### AIM OF THE EXERCISE
Output the full listing again without altering anything.

### THE RECORDS
*****

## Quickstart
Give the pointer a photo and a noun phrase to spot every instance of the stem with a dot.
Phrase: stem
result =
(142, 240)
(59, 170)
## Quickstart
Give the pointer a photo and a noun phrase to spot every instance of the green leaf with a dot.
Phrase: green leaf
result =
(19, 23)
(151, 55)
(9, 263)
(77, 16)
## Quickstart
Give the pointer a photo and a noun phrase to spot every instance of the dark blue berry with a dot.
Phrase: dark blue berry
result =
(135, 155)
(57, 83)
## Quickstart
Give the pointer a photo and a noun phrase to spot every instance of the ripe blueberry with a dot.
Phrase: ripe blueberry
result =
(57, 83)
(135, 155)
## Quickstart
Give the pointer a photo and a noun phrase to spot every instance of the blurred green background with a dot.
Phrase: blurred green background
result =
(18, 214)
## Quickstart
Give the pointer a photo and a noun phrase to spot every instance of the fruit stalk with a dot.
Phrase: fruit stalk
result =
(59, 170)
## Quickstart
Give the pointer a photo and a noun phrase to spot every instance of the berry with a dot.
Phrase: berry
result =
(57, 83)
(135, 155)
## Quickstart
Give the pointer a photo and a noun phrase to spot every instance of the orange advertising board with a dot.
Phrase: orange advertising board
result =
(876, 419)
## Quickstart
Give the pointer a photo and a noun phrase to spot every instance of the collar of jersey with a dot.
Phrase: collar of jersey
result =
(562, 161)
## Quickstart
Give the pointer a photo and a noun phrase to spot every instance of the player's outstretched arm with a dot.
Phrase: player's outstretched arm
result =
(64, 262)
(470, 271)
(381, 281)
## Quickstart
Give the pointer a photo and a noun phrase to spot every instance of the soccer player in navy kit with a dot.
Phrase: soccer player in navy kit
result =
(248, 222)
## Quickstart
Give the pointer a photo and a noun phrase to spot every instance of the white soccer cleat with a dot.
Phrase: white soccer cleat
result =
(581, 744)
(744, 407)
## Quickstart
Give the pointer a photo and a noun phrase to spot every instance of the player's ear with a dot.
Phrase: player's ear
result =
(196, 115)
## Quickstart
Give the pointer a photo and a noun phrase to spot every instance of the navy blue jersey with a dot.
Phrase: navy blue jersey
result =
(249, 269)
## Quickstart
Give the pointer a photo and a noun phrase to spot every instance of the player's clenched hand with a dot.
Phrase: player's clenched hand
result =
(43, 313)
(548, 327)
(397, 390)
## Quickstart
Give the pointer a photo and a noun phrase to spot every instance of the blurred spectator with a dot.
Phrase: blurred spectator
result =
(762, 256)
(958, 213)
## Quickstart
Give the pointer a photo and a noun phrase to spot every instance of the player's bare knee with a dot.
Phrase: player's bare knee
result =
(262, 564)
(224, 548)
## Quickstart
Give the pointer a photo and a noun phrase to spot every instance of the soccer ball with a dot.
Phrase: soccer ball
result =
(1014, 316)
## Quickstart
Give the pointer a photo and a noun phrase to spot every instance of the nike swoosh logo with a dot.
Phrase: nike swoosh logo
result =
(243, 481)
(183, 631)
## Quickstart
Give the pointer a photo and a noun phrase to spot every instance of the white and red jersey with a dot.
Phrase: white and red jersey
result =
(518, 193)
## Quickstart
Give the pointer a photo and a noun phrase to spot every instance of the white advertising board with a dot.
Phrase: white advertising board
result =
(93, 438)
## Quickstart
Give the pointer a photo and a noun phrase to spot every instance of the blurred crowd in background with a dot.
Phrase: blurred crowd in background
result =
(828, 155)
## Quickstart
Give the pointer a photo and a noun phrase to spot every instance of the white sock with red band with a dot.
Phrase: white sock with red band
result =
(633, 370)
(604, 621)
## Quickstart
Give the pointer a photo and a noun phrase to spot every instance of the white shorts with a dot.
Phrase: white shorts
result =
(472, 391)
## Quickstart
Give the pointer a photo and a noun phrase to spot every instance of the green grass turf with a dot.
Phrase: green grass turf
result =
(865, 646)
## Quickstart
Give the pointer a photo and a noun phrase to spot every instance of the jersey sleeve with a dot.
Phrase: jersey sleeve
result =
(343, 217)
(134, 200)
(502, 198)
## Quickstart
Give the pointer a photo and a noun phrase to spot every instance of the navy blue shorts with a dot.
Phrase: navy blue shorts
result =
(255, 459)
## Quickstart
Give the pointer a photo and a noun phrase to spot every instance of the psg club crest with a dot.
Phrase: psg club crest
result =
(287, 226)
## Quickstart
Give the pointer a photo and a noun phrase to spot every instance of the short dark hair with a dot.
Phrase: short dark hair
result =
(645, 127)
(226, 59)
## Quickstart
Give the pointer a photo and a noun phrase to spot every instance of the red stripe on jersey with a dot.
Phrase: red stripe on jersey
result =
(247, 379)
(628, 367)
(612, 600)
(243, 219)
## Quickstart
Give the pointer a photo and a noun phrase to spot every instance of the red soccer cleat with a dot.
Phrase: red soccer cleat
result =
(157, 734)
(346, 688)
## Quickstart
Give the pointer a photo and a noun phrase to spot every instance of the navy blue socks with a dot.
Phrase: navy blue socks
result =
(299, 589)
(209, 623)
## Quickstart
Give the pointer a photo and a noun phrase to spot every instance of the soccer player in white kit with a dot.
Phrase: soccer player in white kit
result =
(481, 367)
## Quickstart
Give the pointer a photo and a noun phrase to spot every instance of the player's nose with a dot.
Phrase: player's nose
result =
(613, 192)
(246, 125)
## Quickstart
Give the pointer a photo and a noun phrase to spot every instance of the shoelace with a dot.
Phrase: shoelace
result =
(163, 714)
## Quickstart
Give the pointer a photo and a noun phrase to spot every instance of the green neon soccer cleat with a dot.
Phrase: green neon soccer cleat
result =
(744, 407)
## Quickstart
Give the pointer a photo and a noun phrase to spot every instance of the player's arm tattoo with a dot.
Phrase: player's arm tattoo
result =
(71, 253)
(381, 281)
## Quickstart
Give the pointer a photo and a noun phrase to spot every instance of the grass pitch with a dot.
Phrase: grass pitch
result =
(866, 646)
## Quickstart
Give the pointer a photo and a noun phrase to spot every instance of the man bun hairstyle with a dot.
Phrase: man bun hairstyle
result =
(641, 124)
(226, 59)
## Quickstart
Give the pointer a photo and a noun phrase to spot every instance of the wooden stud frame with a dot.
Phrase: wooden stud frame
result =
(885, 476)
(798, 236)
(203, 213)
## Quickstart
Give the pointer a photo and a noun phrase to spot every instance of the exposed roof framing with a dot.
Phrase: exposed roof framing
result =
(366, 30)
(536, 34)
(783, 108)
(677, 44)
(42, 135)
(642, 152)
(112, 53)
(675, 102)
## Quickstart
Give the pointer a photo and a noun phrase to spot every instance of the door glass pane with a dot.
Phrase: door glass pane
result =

*****

### RESPONSE TO THE TASK
## Quickstart
Give the pointer a photo and a noun phrase to spot every instance of the stem with a dot.
Phrase: stem
result =
(142, 240)
(59, 170)
## Quickstart
Give the pointer a photo and a noun phrase to spot every instance of the green leaf with a dot.
Phrase: green leaf
result =
(19, 23)
(151, 55)
(9, 263)
(77, 16)
## Quickstart
Give the pointer a photo and a noun phrase to spot every instance of the dark blue berry with a dot.
Phrase: dark blue berry
result =
(135, 155)
(57, 83)
## Quickstart
Give the pointer a photo and a noun phrase to spot every instance of the ripe blueberry with a dot.
Phrase: ripe blueberry
result =
(57, 83)
(135, 155)
## Quickstart
Give the pointer a photo and a noun phrase to spot every instance of the blurred green background with a dot.
Phrase: blurred green background
result =
(18, 214)
## Quickstart
Give the pointer a photo and a noun phrase to spot every instance of the fruit stalk with a dot.
Phrase: fruit stalk
result =
(59, 170)
## Quickstart
Give the pointer a photo and a noun phrase to spot every instance of the berry with a dot.
Phrase: berry
result =
(57, 83)
(135, 155)
## Quickstart
Give the pointer a photo and a noun phrase to spot every instance of the orange advertising board with a dot.
Phrase: orange advertising board
result =
(876, 419)
## Quickstart
Give the pointer a photo and a noun phrase to spot every instance of the collar of jersey with a dot.
Phrase: collar of jersey
result =
(562, 161)
## Quickstart
Give the pointer a photo and a noun phrase to spot every instance of the player's outstretched arm with a dot.
Phrase: player's outstretched arm
result =
(64, 262)
(470, 271)
(381, 281)
## Quickstart
Give the pointer a photo and a noun phrase to spot every instance of the soccer player in navy kit with a dot.
Phrase: soccer player in navy kit
result =
(248, 222)
## Quickstart
Give the pointer a photo and a noun phrase to spot every instance of the white soccer cleat with a dot.
Phrase: white soccer cleat
result =
(581, 744)
(744, 407)
## Quickstart
Give the pointer a photo and a noun phrase to spot every instance of the player's ear with a dot.
Phrase: player's ear
result =
(196, 115)
## Quickstart
Give the pointer a photo and a noun phrase to spot every instance of the navy blue jersey with a dot.
Phrase: navy blue jersey
result =
(249, 269)
## Quickstart
Give the pointer a photo and a noun phrase to spot every instance of the player's clenched hand with a dot.
Phrase: player's clenched hand
result =
(43, 313)
(548, 327)
(397, 390)
## Quickstart
Give the pointer a photo and a noun phrase to spot every instance of the blurred spectator with a dot.
Phrase: blurred spectator
result =
(762, 256)
(958, 213)
## Quickstart
Give the pointer a photo and a noun phrase to spot every instance of the player's bare knee with a dot.
Phrase: player's bare knee
result =
(262, 564)
(224, 548)
## Quickstart
Give the pointer a photo and a noun phrase to spot every instance of the soccer ball with a dot.
Phrase: soccer ball
result =
(1014, 316)
## Quickstart
Give the pointer a photo and a noun phrase to spot every instance of the nike swoosh logo with a dot.
Phrase: nike swoosh logo
result =
(243, 481)
(183, 631)
## Quickstart
Give the pointer a photo and a noun phrase to spot every instance of the white and red jersey with a dot.
Phrase: white and red jersey
result =
(518, 193)
## Quickstart
Give the pointer a photo and a noun phrase to spot every instance of the white advertising board with a dot.
Phrase: white advertising board
result =
(93, 438)
## Quickstart
Give the pointer a photo and a noun phrase to spot every instance of the blurred crowd in background with a dot.
Phrase: blurred crowd in background
result =
(828, 155)
## Quickstart
Give the pointer a photo and a noun phrase to spot every instance of the white sock with red band with a dot.
Phrase: white sock with red band
result =
(633, 370)
(604, 621)
## Quickstart
Give the pointer a photo and a noun phrase to spot every instance of the white shorts with a dot.
Phrase: white shorts
result =
(472, 391)
## Quickstart
Give the pointer a photo and a noun phrase to spot every instance of the green grass turf with a dot.
Phrase: green grass turf
result =
(865, 646)
## Quickstart
Give the pointer a photo and a noun phrase to spot every instance of the jersey sleeve with a dot.
Phrase: jersey sleeve
result =
(343, 217)
(134, 200)
(502, 198)
## Quickstart
Give the pointer a photo and a noun phrase to spot every instance of the navy blue shorts with a dot.
Phrase: navy blue shorts
result =
(255, 459)
## Quickstart
Give the pointer a photo and a noun phrase to spot every instance of the psg club crest with a dot.
Phrase: psg club crest
result =
(287, 226)
## Quickstart
Give the pointer a photo and a noun phrase to spot every instance of the short dark hair with a dot.
Phrase: short dark hair
result =
(645, 127)
(226, 59)
## Quickstart
Give the pointer a photo and a noun phrase to spot every instance of the red stripe on jersey with a dot.
Phrase: red stripe on jersey
result =
(247, 379)
(628, 367)
(612, 600)
(243, 219)
## Quickstart
Give the pointer a photo and a noun phrase to spot every instance of the red soccer cleat with a dot.
Phrase: red soccer cleat
result =
(157, 734)
(346, 688)
## Quickstart
Give the pointer a photo and a noun phrase to spot every instance of the navy blue socks with a dot.
Phrase: navy blue socks
result =
(299, 589)
(209, 623)
## Quickstart
Give the pointer a photo and a noun phrase to spot every instance of the soccer player in white kit with a dot.
Phrase: soccer player in white kit
result =
(481, 367)
## Quickstart
Give the pointer a photo and a noun phrase to spot every instance of the player's nose with a dot.
Phrase: player's nose
result =
(613, 192)
(246, 125)
## Quickstart
Give the pointer a photo and a noun phrase to spot every instance of the shoelace with a dot.
Phrase: shoelace
result =
(163, 714)
## Quickstart
Give the pointer a photo and a noun phrase to spot every instance of the green neon soccer cleat with a dot.
Phrase: green neon soccer cleat
result =
(744, 407)
## Quickstart
Give the pointer a photo and a noun phrase to spot every instance of the player's arm tattoo with a dot.
Phrase: player's arm tattoo
result =
(71, 253)
(381, 281)
## Quickstart
Give the pointer a photo and a noun phrase to spot every instance of the grass pitch with a dot.
Phrase: grass pitch
result =
(866, 646)
## Quickstart
Give the pointer a photo and a noun phrase to spot every instance of the man bun hairstyle with a dot.
Phrase: man bun hairstyle
result =
(641, 124)
(226, 59)
## Quickstart
Give the pointer a photo and a noun phrase to spot every instance of the wooden stud frame with a dot.
Phrase: wooden stud frame
result =
(885, 476)
(798, 236)
(203, 213)
## Quickstart
Give the pointer a photo and a noun phrase to spot every instance of the exposed roof framing with a dot.
Phrase: exposed roof framing
result =
(366, 30)
(536, 34)
(783, 108)
(677, 44)
(42, 135)
(642, 152)
(112, 53)
(675, 102)
## Quickstart
Give the pointer a photo and a noun phrase to spot every instance of the door glass pane with a dot.
Phrase: door glass pane
result =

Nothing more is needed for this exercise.